Text excerpt ▸

* Start *

This is what Thales says.

‘But Anaximander of Miletus says that the first principle of all things is the infinite, for from this all are produced, and into this all pass away; for which reason also infinite worlds are generated, and pass away again into that from which they spring. So he says the reason why the infinite exists is that the subsisting creation may not be deficient in any point. But he also is at fault in not saying what the infinite is, whether it is air, or water, or earth, or any other corporeal elements; he is wrong therefore in declaring the matter while excluding the efficient cause. For the infinite is nothing else than matter, and matter cannot have an actual existence, unless the efficient cause underlie it.

‘Anaximenes of Miletus declared that the air is the first principle of all things, for from this all are produced, and into it they are resolved again. For example, our soul, he says, is air, for it holds us together; and the whole world too is encompassed by air and breath, and air and breath are used as synonyms. But he too is wrong in thinking that living beings consist of simple homogeneous air and breath; for it is impossible that the matter can exist as sole principle of things, but we must assume the efficient cause also. As for instance silver suffices not for the production of the drinking-cup, unless there be the efficient cause, that is the silversmith; the case is similar with copper and various kinds of wood, and all other matter.

* End *

Instructions for the task ▸ Copy out the passage on the first principle in full, word for word. Rely only on the passage on the first principle.

Dataset rows ▸

* Start *

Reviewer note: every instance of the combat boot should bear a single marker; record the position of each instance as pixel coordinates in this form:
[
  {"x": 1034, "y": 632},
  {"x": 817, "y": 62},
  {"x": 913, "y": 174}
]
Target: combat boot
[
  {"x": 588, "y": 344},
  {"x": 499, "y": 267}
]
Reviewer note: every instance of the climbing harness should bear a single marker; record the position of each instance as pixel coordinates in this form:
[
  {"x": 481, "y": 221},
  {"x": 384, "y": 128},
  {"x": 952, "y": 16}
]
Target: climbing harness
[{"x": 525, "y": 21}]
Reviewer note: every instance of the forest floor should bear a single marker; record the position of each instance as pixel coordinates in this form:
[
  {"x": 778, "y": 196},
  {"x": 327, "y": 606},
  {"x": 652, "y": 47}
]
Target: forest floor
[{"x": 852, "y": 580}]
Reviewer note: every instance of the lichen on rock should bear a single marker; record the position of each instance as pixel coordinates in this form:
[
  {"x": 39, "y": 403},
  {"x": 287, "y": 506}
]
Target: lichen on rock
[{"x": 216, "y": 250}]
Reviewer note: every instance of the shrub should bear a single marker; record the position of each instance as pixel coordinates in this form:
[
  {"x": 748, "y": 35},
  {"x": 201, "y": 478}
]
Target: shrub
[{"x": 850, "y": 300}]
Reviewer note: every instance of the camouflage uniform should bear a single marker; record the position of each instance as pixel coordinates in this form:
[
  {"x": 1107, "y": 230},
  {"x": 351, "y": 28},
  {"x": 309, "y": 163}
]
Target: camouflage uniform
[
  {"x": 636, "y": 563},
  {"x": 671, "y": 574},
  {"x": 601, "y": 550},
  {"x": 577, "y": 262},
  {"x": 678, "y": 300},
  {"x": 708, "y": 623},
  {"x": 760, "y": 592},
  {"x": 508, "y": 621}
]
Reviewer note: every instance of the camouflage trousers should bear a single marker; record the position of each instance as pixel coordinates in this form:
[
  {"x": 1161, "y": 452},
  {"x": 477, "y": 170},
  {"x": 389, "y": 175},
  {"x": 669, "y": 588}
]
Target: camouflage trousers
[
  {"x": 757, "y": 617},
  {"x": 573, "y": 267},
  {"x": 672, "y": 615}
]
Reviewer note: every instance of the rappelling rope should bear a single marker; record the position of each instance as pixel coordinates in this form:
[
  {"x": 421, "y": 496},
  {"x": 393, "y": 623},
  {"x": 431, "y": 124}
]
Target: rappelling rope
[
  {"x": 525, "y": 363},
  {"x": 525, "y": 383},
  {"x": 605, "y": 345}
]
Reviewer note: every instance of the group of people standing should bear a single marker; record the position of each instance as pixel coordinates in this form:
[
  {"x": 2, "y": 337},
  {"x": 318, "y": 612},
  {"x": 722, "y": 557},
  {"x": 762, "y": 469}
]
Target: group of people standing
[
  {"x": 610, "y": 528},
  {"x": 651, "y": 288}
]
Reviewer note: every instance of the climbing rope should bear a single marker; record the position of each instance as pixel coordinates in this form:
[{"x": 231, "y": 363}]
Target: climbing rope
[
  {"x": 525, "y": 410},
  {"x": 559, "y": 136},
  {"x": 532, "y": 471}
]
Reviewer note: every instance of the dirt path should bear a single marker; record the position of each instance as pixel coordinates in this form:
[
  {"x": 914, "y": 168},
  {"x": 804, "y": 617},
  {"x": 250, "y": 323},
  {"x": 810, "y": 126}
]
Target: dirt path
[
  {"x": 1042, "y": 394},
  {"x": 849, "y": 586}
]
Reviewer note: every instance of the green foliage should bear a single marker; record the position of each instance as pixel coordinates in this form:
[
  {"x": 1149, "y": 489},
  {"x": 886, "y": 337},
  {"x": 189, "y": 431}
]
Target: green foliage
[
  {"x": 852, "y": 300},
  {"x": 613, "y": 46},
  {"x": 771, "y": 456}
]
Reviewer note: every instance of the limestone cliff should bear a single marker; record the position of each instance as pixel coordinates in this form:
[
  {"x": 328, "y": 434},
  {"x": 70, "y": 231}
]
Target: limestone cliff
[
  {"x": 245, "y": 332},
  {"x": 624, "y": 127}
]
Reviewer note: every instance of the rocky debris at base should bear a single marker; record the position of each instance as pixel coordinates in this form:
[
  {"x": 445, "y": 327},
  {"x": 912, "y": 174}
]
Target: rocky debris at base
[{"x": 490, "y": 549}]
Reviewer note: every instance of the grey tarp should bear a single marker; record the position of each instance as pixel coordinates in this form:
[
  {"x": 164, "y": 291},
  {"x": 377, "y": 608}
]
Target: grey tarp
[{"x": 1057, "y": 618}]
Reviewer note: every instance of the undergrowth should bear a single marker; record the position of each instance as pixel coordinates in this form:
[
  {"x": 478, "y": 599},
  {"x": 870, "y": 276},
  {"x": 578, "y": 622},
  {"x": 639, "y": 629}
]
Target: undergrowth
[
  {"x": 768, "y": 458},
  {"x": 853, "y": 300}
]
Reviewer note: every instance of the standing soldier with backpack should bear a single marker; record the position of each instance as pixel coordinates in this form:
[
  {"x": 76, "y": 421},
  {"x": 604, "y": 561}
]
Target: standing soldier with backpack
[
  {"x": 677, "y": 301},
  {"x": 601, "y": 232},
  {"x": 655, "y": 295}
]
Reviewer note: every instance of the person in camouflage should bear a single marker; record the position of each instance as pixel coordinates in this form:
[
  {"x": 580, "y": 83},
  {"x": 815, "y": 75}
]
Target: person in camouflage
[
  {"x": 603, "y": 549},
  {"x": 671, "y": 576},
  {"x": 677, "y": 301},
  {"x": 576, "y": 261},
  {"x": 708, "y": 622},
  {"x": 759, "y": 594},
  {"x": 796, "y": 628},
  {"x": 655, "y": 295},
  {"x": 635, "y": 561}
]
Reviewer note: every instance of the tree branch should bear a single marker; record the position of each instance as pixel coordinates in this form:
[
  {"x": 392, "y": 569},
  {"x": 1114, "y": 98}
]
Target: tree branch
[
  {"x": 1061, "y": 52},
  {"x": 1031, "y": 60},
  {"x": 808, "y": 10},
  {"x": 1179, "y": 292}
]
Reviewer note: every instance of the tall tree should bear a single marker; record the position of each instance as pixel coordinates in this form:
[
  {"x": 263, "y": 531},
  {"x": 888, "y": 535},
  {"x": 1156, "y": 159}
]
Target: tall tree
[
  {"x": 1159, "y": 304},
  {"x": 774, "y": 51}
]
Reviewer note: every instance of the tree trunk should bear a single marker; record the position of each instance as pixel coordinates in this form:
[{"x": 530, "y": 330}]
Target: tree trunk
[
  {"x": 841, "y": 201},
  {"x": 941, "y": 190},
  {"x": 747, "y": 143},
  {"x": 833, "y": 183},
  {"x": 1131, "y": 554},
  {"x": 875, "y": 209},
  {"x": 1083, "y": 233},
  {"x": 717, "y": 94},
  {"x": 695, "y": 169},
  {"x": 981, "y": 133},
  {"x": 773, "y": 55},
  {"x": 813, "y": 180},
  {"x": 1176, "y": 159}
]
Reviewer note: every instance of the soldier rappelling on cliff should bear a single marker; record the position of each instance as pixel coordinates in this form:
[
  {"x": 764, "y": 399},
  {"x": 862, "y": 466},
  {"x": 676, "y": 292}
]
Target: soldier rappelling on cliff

* End *

Response ▸
This is what Thales says.

‘But Anaximander of Miletus says that the first principle of all things is the infinite, for from this all are produced, and into this all pass away; for which reason also infinite worlds are generated, and pass away again into that from which they spring. So he says the reason why the infinite exists is that the subsisting creation may not be deficient in any point. But he also is at fault in not saying what the infinite is, whether it is air, or water, or earth, or any other corporeal elements; he is wrong therefore in declaring the matter while excluding the efficient cause. For the infinite is nothing else than matter, and matter cannot have an actual existence, unless the efficient cause underlie it.

‘Anaximenes of Miletus declared that the air is the first principle of all things, for from this all are produced, and into it they are resolved again. For example, our soul, he says, is air, for it holds us together; and the whole world too is encompassed by air and breath, and air and breath are used as synonyms. But he too is wrong in thinking that living beings consist of simple homogeneous air and breath; for it is impossible that the matter can exist as sole principle of things, but we must assume the efficient cause also. As for instance silver suffices not for the production of the drinking-cup, unless there be the efficient cause, that is the silversmith; the case is similar with copper and various kinds of wood, and all other matter.